- **Work to be completed**
Copy out the entries below word for word, beginning at the line that contains "shape [[392, 492]]." and stopping after the line that contains "[[156, 75]]".

- **Material**
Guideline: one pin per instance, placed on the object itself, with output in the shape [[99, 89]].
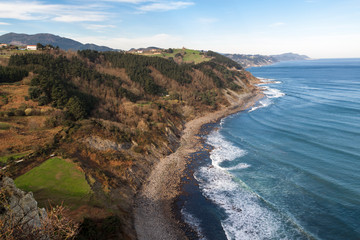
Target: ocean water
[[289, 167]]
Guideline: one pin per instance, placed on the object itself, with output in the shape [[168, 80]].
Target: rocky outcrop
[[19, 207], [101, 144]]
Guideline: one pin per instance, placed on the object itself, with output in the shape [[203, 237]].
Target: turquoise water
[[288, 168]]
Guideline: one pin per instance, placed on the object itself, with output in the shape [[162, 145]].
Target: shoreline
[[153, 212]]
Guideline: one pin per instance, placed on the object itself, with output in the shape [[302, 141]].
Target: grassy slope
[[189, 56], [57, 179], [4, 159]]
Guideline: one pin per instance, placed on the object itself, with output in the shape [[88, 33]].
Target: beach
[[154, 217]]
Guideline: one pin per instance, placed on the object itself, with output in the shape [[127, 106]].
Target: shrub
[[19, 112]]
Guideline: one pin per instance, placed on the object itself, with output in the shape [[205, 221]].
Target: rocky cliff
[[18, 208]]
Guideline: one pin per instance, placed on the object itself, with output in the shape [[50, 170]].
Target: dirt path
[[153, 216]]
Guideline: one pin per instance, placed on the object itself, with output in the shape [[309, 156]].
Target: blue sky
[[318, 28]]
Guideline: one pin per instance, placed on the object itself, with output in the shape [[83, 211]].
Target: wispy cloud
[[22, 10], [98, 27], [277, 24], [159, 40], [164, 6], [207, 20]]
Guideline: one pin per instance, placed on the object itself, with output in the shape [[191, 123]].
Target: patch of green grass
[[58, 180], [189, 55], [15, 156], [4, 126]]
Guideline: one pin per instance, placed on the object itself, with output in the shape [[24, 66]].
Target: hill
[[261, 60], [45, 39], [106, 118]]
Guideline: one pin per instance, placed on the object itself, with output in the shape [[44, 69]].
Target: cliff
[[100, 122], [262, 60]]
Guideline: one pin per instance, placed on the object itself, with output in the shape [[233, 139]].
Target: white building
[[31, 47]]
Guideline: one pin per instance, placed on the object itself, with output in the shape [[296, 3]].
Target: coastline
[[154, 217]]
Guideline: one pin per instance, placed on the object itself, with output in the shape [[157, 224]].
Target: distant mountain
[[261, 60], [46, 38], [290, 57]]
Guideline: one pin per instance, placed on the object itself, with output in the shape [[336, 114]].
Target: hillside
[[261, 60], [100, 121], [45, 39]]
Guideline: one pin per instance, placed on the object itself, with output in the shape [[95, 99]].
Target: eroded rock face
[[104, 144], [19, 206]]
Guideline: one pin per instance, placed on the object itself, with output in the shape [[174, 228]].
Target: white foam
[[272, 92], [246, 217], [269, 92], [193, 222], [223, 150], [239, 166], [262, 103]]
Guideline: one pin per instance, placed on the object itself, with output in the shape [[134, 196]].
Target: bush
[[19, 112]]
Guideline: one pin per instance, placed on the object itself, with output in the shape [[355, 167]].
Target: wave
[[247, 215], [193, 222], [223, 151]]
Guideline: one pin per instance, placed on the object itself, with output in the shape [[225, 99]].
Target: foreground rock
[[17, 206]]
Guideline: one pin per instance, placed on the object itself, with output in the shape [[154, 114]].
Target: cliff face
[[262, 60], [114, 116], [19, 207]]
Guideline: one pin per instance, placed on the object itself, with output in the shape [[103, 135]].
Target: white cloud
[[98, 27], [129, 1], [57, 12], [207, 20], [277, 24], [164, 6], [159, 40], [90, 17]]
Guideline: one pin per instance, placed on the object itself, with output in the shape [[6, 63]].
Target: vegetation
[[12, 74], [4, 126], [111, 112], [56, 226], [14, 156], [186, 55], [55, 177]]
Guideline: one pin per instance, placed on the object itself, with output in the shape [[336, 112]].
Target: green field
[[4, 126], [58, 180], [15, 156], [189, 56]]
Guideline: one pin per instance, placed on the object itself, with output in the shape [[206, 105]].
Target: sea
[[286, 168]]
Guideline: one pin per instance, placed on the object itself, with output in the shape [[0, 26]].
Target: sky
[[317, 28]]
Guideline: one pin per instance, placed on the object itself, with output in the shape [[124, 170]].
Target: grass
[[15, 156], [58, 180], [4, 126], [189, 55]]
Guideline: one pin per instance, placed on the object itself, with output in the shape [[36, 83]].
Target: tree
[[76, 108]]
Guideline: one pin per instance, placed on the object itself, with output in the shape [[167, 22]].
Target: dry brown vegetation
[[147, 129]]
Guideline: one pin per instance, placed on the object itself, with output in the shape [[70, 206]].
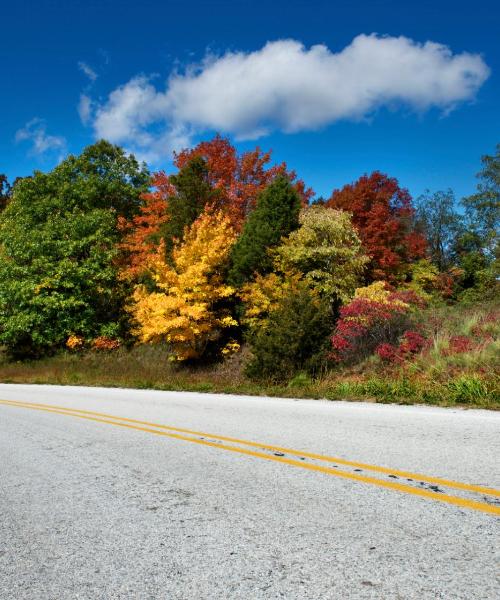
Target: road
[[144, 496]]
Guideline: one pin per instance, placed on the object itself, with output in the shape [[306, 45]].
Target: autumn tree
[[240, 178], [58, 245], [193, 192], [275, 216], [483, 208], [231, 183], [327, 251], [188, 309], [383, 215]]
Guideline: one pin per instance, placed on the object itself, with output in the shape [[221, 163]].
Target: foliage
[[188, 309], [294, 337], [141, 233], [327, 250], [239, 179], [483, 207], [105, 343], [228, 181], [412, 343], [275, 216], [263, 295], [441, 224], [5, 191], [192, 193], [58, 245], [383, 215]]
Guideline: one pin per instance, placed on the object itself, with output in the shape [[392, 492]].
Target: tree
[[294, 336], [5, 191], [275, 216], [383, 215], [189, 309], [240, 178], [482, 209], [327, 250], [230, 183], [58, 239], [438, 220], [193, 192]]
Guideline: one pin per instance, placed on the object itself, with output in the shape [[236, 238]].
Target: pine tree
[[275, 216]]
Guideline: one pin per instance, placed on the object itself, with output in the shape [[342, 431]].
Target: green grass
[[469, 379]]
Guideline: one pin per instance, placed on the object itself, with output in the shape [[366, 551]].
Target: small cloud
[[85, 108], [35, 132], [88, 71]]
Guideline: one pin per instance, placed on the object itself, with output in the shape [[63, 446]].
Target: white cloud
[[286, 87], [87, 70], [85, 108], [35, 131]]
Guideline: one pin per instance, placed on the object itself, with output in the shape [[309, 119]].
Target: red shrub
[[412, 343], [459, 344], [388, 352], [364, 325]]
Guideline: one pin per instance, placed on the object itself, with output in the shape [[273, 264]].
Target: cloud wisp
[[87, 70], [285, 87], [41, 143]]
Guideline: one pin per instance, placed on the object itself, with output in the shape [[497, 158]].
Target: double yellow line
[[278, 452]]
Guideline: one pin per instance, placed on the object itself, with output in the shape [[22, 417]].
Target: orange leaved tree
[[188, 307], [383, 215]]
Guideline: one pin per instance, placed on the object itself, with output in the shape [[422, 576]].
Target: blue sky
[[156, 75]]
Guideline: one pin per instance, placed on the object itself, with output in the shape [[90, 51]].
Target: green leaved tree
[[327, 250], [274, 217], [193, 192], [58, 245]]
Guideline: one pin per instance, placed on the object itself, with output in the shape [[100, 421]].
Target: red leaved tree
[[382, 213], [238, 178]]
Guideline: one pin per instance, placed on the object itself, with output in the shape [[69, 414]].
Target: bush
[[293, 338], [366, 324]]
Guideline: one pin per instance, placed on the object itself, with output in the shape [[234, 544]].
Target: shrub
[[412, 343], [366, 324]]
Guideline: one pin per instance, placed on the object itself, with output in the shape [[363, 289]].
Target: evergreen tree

- **Solved exercise**
Guideline: one pin per instance, placed on the object itself, with output in the shape [[392, 492]].
Target: tree
[[294, 336], [5, 191], [275, 216], [383, 215], [189, 309], [240, 178], [482, 209], [327, 250], [230, 183], [58, 239], [438, 220], [193, 192]]
Guideline: one pin per instance, placed on the object itself, with output in the shape [[236, 238]].
Target: pine tree
[[275, 216]]
Guideline: one pin per instance, placed on the object itself, with output in the shape [[342, 431]].
Target: green grass
[[469, 379]]
Guideline: one pin per instance, placed on the object itself, with output in the shape [[366, 551]].
Target: small cloud
[[85, 108], [35, 132], [88, 71]]
Guideline: one pin per instance, placed on the object itself, with output in the shape [[63, 446]].
Target: white cloud
[[286, 87], [87, 70], [85, 108], [35, 131]]
Guideline: one pin per instance, placed on the object itself, with output in the shape [[309, 119]].
Target: red shrub
[[412, 343], [459, 344], [388, 352], [364, 325]]
Guideline: one pin per instance, placed on the object itself, with output in the shape [[273, 264]].
Target: cloud wisp
[[87, 70], [285, 87], [41, 143]]
Guideline: one pin per instance, placed on the object itself, with output in the shape [[497, 158]].
Target: double yellow line
[[278, 452]]
Guideline: one pin per instance, placed on the object itself, with output in the shape [[22, 417]].
Target: orange leaved tree
[[188, 307], [383, 215]]
Guideline: one pin per instance, placed on the object itself, with output in the shape [[422, 576]].
Target: blue sky
[[156, 75]]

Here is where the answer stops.